Problem requirements.
Wherever "sole" appears in the records below, copy the line that holds it.

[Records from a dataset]
_____

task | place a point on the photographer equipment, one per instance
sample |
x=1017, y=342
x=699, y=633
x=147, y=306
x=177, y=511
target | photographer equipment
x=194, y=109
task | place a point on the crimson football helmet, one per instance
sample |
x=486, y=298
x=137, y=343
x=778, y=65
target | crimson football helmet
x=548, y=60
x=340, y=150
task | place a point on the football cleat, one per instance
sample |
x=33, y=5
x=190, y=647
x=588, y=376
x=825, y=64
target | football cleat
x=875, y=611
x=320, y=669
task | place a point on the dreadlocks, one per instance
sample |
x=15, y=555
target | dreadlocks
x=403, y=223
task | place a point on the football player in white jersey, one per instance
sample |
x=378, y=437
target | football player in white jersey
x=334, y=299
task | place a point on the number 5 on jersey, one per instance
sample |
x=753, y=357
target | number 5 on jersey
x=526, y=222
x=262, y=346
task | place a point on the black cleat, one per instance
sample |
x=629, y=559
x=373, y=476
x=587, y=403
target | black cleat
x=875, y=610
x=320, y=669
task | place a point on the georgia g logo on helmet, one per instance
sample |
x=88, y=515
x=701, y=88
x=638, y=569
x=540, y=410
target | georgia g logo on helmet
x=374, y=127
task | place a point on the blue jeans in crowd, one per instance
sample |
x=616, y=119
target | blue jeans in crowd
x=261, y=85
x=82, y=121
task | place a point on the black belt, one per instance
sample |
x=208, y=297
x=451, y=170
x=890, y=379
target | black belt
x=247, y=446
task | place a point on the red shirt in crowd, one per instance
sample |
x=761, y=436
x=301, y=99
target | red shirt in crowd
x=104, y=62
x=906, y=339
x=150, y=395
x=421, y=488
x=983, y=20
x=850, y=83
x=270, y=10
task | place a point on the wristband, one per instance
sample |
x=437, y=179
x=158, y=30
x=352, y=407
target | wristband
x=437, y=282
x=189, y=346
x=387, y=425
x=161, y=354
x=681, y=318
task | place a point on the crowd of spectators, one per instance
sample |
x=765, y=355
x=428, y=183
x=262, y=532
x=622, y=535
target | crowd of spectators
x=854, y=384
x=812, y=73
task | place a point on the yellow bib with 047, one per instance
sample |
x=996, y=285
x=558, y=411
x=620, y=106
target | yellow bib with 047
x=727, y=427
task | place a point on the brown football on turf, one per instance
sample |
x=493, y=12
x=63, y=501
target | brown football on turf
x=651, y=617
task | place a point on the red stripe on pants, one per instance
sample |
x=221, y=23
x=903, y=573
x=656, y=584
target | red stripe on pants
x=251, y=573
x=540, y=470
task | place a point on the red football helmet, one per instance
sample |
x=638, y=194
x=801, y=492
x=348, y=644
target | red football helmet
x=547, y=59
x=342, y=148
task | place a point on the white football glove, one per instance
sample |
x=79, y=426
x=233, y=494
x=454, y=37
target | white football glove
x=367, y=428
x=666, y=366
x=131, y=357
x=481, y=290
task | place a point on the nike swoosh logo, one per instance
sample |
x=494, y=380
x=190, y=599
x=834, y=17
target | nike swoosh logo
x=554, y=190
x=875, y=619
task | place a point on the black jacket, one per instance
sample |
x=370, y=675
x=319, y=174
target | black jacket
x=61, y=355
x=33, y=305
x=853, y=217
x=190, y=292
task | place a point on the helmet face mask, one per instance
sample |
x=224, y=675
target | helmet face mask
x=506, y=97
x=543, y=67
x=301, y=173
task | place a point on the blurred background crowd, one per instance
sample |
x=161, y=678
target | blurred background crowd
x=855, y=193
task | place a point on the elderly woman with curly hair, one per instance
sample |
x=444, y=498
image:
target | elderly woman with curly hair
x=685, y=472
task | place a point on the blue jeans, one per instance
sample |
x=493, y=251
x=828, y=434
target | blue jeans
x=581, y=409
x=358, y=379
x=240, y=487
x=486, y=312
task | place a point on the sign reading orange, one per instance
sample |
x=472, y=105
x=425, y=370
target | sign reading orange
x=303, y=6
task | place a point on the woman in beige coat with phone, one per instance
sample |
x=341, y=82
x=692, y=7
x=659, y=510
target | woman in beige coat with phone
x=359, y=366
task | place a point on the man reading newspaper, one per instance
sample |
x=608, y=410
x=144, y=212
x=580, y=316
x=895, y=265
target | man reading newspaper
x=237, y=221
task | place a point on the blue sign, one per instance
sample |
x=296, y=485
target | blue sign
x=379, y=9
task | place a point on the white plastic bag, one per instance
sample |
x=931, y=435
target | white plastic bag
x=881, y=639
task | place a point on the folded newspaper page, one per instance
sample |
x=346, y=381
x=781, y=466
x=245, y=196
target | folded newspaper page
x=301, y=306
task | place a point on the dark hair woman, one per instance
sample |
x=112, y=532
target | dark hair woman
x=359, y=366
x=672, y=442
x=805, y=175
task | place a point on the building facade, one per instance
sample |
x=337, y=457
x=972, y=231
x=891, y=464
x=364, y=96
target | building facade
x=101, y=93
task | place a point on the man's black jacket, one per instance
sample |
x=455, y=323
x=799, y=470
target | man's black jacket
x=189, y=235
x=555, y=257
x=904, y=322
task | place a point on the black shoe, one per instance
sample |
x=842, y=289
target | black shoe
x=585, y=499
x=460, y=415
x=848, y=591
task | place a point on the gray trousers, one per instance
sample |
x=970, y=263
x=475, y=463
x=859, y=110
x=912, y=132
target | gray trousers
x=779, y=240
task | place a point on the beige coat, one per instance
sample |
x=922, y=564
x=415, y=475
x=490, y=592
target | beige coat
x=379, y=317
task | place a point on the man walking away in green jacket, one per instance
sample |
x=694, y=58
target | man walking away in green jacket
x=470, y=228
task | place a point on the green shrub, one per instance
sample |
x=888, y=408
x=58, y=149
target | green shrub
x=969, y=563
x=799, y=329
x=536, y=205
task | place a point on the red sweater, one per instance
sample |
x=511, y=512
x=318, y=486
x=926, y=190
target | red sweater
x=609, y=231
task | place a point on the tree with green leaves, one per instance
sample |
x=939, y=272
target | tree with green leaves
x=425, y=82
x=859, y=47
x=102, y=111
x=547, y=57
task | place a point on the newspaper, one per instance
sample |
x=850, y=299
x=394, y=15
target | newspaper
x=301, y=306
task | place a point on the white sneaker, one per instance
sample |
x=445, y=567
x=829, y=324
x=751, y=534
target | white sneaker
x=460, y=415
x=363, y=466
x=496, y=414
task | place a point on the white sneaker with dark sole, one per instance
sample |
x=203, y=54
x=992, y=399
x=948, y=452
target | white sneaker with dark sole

_____

Result of the exercise.
task | place a point on the white sneaker with dark sole, one per instance
target | white sneaker with dark sole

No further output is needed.